------ Data lines

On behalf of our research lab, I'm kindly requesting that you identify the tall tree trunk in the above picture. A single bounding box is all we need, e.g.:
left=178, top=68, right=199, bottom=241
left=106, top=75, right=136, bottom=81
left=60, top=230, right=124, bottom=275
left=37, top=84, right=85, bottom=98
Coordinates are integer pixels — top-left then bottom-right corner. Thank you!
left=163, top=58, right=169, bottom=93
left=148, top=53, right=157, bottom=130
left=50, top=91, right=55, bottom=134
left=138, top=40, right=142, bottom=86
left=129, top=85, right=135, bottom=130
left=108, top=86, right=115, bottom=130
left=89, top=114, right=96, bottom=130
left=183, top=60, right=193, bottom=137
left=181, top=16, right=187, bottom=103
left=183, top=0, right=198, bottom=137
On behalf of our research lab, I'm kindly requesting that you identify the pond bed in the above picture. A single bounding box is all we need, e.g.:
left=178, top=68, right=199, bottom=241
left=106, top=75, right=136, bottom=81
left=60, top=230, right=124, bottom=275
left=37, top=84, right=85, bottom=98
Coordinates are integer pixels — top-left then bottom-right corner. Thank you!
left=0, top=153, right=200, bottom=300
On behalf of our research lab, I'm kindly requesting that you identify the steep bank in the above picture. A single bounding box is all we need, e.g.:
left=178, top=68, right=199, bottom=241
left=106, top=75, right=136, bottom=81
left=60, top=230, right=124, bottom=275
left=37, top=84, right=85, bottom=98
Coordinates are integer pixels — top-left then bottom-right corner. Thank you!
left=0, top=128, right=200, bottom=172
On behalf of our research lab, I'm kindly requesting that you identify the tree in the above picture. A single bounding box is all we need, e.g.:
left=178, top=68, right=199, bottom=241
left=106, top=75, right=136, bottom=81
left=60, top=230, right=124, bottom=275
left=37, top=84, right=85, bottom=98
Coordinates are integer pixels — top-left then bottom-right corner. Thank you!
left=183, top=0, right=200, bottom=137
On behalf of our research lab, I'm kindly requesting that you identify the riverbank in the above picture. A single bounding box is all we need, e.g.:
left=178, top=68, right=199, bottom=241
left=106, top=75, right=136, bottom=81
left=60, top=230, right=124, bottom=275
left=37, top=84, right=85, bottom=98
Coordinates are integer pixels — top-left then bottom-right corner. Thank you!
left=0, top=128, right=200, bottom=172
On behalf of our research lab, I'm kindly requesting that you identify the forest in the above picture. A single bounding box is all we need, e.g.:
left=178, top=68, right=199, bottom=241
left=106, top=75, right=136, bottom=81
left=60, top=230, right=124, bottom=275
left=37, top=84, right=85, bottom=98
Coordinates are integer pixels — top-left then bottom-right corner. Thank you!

------------

What is being asked:
Reproduce the items above verbatim, covering all of them from first to last.

Solution to this task:
On behalf of our research lab, I'm kindly requesting that you identify the tall tree trunk in the above picture. A single bounding box is all we need, e.g.:
left=178, top=68, right=199, bottom=241
left=106, top=75, right=136, bottom=81
left=60, top=230, right=124, bottom=275
left=37, top=84, right=85, bottom=98
Coordinates are integer pixels — top-left then bottom-right corner. Thank you!
left=163, top=58, right=169, bottom=93
left=148, top=53, right=157, bottom=130
left=50, top=91, right=55, bottom=134
left=138, top=40, right=142, bottom=86
left=129, top=85, right=135, bottom=130
left=108, top=86, right=115, bottom=130
left=89, top=114, right=96, bottom=130
left=183, top=60, right=193, bottom=137
left=181, top=16, right=187, bottom=103
left=183, top=0, right=198, bottom=137
On behalf of our research lab, I'm kindly requesting that you identify the pond bed in the above picture. A single bounding box is all we need, e.g.:
left=178, top=68, right=199, bottom=241
left=106, top=75, right=136, bottom=81
left=60, top=230, right=124, bottom=275
left=37, top=84, right=85, bottom=98
Coordinates are integer pixels — top-left then bottom-right corner. Thank you!
left=0, top=153, right=200, bottom=300
On behalf of our research lab, I'm kindly requesting that you identify the steep bank in the above picture. A single bounding box is all we need, e.g.:
left=178, top=68, right=199, bottom=241
left=106, top=75, right=136, bottom=81
left=60, top=230, right=124, bottom=275
left=37, top=84, right=85, bottom=98
Coordinates are integer pixels — top-left then bottom-right corner. Thank you!
left=0, top=128, right=200, bottom=172
On behalf of our research lab, I'm kindly requesting that you identify the tree in the above picture. A single bounding box is all we need, e.g.:
left=178, top=68, right=199, bottom=241
left=106, top=75, right=136, bottom=81
left=60, top=230, right=124, bottom=275
left=37, top=84, right=85, bottom=98
Coordinates are integer pixels — top-left then bottom-right corner. Thank you!
left=183, top=0, right=200, bottom=137
On behalf of our research lab, I'm kindly requesting that you identify the riverbank in the above picture. A single bounding box is all we need, e.g.:
left=178, top=68, right=199, bottom=241
left=106, top=75, right=136, bottom=81
left=60, top=230, right=124, bottom=275
left=37, top=84, right=85, bottom=98
Coordinates are integer pixels — top-left then bottom-right corner. Thank you!
left=0, top=128, right=200, bottom=172
On behalf of our research lab, I'm kindly requesting that you identify the forest in the above picture. A single bounding box is all we need, e.g.:
left=178, top=68, right=199, bottom=241
left=106, top=75, right=136, bottom=81
left=60, top=230, right=124, bottom=275
left=37, top=84, right=85, bottom=98
Coordinates are integer pixels — top-left then bottom-right corner. Thank you!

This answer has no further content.